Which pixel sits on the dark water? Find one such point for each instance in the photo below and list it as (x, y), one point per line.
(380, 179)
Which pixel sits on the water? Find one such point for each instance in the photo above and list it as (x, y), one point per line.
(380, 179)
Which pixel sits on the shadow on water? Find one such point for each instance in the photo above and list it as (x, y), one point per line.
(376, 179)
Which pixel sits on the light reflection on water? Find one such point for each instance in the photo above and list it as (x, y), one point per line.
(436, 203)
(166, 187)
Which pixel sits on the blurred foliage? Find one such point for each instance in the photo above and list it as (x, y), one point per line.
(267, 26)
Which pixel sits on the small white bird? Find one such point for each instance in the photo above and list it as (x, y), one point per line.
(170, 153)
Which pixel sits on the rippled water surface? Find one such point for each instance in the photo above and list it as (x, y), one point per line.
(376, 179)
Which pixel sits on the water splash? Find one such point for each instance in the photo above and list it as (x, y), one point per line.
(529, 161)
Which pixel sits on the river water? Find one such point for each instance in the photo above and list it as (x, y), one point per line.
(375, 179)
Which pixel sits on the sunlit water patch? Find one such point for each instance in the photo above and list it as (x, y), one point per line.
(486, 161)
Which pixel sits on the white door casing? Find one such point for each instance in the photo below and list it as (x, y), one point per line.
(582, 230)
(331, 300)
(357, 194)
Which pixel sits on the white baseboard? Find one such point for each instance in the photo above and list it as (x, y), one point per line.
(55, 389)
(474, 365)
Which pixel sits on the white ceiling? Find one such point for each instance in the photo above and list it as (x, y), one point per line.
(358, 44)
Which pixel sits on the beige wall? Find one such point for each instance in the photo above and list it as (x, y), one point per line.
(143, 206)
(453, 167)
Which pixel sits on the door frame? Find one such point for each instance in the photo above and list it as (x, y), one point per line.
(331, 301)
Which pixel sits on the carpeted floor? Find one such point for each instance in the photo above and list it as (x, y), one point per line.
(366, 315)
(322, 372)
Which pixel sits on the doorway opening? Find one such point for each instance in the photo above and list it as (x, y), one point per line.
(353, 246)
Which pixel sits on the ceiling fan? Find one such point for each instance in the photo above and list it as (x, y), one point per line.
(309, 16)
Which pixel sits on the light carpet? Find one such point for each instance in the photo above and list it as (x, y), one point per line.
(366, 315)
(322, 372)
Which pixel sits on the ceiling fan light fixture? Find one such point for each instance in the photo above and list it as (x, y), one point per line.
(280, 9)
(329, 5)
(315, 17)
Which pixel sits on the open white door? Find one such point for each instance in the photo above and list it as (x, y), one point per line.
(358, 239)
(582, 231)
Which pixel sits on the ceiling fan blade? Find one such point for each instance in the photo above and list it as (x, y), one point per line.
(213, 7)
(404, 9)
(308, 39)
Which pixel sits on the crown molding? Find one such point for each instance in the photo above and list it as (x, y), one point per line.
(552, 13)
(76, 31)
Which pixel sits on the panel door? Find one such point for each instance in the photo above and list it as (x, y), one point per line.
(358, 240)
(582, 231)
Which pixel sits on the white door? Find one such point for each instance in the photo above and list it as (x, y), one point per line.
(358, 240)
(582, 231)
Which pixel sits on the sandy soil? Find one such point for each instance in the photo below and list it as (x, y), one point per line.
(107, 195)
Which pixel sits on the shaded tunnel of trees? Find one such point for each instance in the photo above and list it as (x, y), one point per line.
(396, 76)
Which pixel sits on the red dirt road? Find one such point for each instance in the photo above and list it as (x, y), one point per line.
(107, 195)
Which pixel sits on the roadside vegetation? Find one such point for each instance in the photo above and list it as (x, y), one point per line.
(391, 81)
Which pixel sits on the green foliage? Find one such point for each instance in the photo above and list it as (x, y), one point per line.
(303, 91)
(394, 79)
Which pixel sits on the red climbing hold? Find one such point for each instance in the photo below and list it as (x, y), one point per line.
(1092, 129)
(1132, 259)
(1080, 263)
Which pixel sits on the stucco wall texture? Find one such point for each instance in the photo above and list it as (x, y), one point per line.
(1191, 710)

========

- **TASK TO COMPLETE**:
Your reply should contain each entry, copied without alteration.

- **WRITTEN RESPONSE**:
Which pixel sits on the dark water? Find one such point for each instance in the photo below and list it as (x, y), one point per line.
(380, 179)
Which pixel sits on the water? Find one such point for each instance in the photo above and list it as (x, y), one point per line.
(380, 179)
Which pixel sits on the shadow on water? Find one such point for each instance in the photo above and list it as (x, y), one point per line.
(376, 179)
Which pixel sits on the light reflection on water? Find one such point for each instance in the photo above and list it as (x, y), one point per line.
(436, 203)
(166, 187)
Which pixel sits on the blurred foliage? Find one such point for each instance in the photo above and list it as (x, y), one point per line.
(267, 26)
Which pixel sits on the small white bird? Find one such point for each instance in the photo above and list it as (x, y), one point per line.
(170, 153)
Which pixel sits on the rippled water surface? Find one such point for each instance in the photo above and list it as (x, y), one point per line.
(376, 179)
Which pixel sits on the water splash? Find one such point for each instance in the photo above and list it as (x, y), one point per line.
(529, 161)
Which pixel sits on the river water? Find one such point for each instance in the photo above and list it as (x, y), one point per line.
(375, 179)
Which pixel sits on the sunlit water patch? Find one such point for each instance in the photo above and list it as (x, y), one point per line.
(486, 161)
Which pixel sits on the white door casing? Find one such point for each instance in the photo below and list it as (x, y), one point per line.
(582, 230)
(331, 300)
(357, 194)
Which pixel sits on the white baseboard? Find one such point for each instance in the photo above and list it as (x, y), one point per line.
(55, 389)
(474, 365)
Which pixel sits on the white ceiling? Find one such point for each instance in the photo above and list it as (x, y), one point per line.
(358, 44)
Which pixel sits on the beige wall? Find one such point for each instance in the photo above and list it as (x, y), one point per line.
(143, 206)
(453, 167)
Which pixel sits on the door frame? Find one such point for each instance in the photo above and list it as (x, y), one point per line.
(331, 301)
Which pixel sits on the carpeted floor? Find one such point for each instance in the photo above and list it as (x, y), one point per line.
(366, 315)
(322, 372)
Which pixel sits on the doorway opening? Find one such point for each instance in the photo above and list it as (x, y), one point per line.
(353, 246)
Which pixel sits on the ceiling fan? Find one such point for each instance in the photo above and list it as (x, y), one point per line.
(309, 16)
Which pixel sits on the light carpet? Find one such point for each instance in the photo above and list it as (x, y), one point per line.
(366, 315)
(322, 372)
Which pixel sits on the ceiling fan light fixture? Find one such point for each instance in the photo above and list it as (x, y), one point per line.
(280, 9)
(329, 5)
(315, 17)
Which pixel sits on the open white door? Find one such point for each instance in the photo above and list it as (x, y), one point per line.
(358, 239)
(582, 231)
Which pixel sits on the ceiling fan blade? Find one such point for each instance in the photo above and list it as (x, y), one point per line.
(213, 7)
(404, 9)
(308, 39)
Which pixel sits on the crown molding? Find one such point for each instance in the photo above and list it as (x, y), one point per line.
(552, 13)
(76, 31)
Which pixel sits on the panel door? Find one such point for each instance in the photo above and list it as (x, y), one point per line.
(358, 240)
(582, 231)
Which pixel sits on the white door? Find one such point for each instance in the photo above and list it as (x, y), one point per line.
(358, 240)
(582, 231)
Which pixel sits on the sandy soil? Find one such point for each instance in the photo below and list it as (x, y), one point per line.
(107, 195)
Which pixel sits on the shaded tunnel of trees? Find one such point for each instance in the photo above and list it as (x, y), one point per line.
(396, 76)
Which pixel sits on the red dirt road? Find one such point for each instance in the photo above and list it as (x, y), one point per line.
(107, 195)
Which pixel sits on the roadside vegetation? Find one such point for each instance in the photo above and list it as (x, y), one point per line.
(391, 81)
Which pixel sits on the green foliage? Find one such point for each instance in the photo above and list it as (x, y), one point per line.
(303, 91)
(394, 79)
Which pixel sits on the red climbing hold? Find one such point for each instance in the photo below and list it as (x, y), one point per line.
(1092, 129)
(1132, 259)
(1080, 263)
Which pixel sits on the stucco wall texture? Find one such point for each instance in the photo above and list it as (x, y), one point per line.
(1191, 710)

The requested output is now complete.